Report each line in the entries below that contains the word "jersey", copying the whole line. Only matches with the same uppercase and lowercase letters count.

=======

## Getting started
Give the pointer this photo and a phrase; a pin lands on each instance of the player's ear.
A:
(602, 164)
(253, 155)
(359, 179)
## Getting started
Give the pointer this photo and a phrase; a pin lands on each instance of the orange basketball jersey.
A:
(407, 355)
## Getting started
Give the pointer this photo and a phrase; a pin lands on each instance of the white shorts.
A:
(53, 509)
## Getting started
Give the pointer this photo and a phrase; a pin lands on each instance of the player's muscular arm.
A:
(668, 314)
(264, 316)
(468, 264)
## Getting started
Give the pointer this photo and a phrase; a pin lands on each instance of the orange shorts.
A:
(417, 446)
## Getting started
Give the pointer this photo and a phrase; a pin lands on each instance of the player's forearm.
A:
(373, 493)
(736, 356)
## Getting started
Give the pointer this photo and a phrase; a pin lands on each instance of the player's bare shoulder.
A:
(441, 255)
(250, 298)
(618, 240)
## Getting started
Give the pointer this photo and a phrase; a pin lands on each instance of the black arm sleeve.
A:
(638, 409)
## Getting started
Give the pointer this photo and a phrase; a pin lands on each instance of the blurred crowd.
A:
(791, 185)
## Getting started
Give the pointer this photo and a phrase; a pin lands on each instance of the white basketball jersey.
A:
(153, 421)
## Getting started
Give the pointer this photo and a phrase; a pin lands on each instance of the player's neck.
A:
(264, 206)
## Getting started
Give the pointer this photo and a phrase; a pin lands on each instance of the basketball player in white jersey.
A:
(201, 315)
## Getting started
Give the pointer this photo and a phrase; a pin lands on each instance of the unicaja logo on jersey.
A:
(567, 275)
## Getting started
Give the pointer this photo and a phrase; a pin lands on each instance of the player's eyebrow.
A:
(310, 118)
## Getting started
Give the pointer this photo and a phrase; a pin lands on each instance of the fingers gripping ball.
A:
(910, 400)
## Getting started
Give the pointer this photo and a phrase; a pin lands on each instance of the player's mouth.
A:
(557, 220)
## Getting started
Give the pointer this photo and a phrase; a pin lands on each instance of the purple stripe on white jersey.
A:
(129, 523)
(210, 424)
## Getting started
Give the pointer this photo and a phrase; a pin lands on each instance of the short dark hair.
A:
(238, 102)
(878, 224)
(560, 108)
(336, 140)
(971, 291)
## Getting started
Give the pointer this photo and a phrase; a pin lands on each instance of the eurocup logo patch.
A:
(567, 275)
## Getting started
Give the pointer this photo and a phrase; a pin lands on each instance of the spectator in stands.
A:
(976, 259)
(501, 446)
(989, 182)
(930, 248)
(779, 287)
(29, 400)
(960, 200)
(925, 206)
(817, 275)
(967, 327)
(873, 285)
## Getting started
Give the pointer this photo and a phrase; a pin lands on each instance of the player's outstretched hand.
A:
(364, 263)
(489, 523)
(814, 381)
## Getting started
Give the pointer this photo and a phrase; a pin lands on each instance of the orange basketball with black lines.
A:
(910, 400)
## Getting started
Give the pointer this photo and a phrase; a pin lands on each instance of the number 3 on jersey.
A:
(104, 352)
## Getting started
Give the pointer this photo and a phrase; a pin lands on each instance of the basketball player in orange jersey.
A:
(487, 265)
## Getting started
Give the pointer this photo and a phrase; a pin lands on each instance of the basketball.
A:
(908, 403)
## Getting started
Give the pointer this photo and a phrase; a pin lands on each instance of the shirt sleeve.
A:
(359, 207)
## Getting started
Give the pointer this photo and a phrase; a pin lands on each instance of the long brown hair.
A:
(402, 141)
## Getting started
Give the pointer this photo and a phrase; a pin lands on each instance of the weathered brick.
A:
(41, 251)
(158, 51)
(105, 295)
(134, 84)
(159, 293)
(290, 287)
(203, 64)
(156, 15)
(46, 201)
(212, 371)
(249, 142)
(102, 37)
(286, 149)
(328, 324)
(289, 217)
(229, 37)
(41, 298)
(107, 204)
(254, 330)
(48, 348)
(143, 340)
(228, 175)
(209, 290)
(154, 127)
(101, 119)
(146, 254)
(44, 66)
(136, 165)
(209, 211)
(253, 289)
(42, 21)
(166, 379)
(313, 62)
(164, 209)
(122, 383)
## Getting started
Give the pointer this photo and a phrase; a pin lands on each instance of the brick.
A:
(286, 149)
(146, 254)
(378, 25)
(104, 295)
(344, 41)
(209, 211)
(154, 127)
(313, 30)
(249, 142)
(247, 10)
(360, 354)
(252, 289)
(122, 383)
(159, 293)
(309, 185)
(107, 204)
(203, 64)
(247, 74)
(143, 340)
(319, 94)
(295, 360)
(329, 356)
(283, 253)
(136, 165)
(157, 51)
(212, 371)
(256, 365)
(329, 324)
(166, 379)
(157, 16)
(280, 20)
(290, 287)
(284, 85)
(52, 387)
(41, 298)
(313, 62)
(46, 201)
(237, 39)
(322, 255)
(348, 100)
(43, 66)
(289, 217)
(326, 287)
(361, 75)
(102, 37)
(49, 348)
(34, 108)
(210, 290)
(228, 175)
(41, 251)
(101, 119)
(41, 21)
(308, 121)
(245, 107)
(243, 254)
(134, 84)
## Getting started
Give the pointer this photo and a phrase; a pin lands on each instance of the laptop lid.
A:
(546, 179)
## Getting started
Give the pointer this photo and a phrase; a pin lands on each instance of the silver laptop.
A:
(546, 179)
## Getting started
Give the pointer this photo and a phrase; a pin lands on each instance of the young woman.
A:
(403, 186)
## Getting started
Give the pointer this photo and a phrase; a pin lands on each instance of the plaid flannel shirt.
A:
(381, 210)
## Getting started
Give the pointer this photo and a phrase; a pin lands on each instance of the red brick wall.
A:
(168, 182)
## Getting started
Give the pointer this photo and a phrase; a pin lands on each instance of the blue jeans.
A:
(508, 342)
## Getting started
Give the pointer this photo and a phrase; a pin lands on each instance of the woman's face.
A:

=======

# SOLUTION FOR THIS PROBLEM:
Give the pointer this photo and a phrase; a pin lands on each instance of the orange basketball jersey.
Give the pointer this photo and a phrase; a pin lands on each instance of the white basketball jersey.
Give the pointer this photo and a phrase; a pin lands on each instance of the basketball player in white jersey.
Give the pointer this photo and a phrase; a pin lands on each instance of the unicaja logo on jersey.
Give the pointer this photo and a phrase; a pin lands on each instance of the purple stripe on white jersey.
Give the pointer this photo and a phrase; a pin lands on each instance of the number 3 on jersey.
Give the pointer this photo and a phrase; a pin lands on each instance of the basketball player in orange jersey.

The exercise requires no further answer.